:: Goal of the exercise ::
Report every line below that contains the word "street", copying each such line in full.

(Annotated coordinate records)
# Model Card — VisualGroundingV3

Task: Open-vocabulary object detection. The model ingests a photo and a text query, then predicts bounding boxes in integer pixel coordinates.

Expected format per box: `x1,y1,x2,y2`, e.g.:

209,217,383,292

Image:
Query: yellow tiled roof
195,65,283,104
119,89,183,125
==
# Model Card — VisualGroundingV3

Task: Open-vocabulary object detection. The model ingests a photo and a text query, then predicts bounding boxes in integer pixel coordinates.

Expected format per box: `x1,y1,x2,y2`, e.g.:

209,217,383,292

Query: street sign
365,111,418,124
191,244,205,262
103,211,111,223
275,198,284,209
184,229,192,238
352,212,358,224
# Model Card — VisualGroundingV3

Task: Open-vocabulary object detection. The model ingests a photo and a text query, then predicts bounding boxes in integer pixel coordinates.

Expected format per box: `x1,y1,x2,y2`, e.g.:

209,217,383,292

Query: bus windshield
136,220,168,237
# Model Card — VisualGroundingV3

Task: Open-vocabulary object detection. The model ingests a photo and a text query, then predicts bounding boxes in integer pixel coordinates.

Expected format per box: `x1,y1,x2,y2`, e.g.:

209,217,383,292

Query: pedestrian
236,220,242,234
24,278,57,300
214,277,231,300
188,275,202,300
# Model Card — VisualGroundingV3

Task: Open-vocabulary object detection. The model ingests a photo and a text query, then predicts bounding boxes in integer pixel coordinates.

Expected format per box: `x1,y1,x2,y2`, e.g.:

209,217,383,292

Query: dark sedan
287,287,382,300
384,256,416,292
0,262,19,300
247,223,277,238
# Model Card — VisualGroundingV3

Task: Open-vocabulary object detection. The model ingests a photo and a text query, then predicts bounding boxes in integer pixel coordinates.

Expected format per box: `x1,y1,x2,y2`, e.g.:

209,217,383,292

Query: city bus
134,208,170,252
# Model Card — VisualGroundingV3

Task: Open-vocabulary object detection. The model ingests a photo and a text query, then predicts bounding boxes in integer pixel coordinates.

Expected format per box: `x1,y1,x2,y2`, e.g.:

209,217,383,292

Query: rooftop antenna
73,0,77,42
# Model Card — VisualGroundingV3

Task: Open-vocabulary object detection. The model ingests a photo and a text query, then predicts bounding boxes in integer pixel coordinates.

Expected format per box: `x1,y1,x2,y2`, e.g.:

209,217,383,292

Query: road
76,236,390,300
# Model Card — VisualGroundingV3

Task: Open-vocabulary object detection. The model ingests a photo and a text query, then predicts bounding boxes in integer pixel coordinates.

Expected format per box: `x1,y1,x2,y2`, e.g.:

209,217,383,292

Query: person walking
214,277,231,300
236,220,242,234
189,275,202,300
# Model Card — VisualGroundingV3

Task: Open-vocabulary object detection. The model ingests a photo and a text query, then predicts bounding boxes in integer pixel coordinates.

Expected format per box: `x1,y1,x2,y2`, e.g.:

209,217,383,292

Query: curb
...
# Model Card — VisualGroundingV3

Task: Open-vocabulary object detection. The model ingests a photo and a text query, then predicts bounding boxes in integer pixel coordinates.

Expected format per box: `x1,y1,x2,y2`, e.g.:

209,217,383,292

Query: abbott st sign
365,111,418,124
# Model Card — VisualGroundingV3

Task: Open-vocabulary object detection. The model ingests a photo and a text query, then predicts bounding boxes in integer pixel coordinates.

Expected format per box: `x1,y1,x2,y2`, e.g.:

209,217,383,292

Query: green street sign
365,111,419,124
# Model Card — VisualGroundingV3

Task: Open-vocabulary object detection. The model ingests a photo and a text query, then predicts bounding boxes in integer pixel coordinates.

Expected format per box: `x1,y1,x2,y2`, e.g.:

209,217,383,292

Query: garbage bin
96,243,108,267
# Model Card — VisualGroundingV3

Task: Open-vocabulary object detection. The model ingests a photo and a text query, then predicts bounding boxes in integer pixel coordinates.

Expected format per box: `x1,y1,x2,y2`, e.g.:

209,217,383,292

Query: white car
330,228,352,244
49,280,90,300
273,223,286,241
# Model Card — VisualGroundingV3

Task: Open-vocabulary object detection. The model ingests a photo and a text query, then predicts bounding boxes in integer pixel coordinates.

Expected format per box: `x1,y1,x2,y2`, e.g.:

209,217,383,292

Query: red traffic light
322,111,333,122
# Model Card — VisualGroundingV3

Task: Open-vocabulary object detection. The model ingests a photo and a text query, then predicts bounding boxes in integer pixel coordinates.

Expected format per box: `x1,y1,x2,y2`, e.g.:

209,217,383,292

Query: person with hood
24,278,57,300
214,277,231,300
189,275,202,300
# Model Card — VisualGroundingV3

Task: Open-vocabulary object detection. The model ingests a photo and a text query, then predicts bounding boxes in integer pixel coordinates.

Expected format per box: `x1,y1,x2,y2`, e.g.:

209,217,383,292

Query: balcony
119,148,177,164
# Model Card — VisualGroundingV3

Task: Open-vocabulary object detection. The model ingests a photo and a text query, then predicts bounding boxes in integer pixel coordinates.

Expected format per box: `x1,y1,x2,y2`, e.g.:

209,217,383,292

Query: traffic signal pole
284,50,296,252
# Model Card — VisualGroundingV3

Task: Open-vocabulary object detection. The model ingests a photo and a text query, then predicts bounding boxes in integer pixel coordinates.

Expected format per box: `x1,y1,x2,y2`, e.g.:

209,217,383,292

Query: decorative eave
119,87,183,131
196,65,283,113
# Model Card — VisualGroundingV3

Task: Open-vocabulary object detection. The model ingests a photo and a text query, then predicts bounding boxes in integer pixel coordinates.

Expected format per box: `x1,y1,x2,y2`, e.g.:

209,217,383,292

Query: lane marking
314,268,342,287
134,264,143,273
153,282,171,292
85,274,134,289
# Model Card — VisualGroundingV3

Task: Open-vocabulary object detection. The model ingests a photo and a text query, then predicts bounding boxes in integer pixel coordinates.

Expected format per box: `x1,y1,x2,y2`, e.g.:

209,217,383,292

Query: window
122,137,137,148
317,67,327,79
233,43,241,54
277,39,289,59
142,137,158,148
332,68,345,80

:: Right answer ::
Query: street sign
Query: green street sign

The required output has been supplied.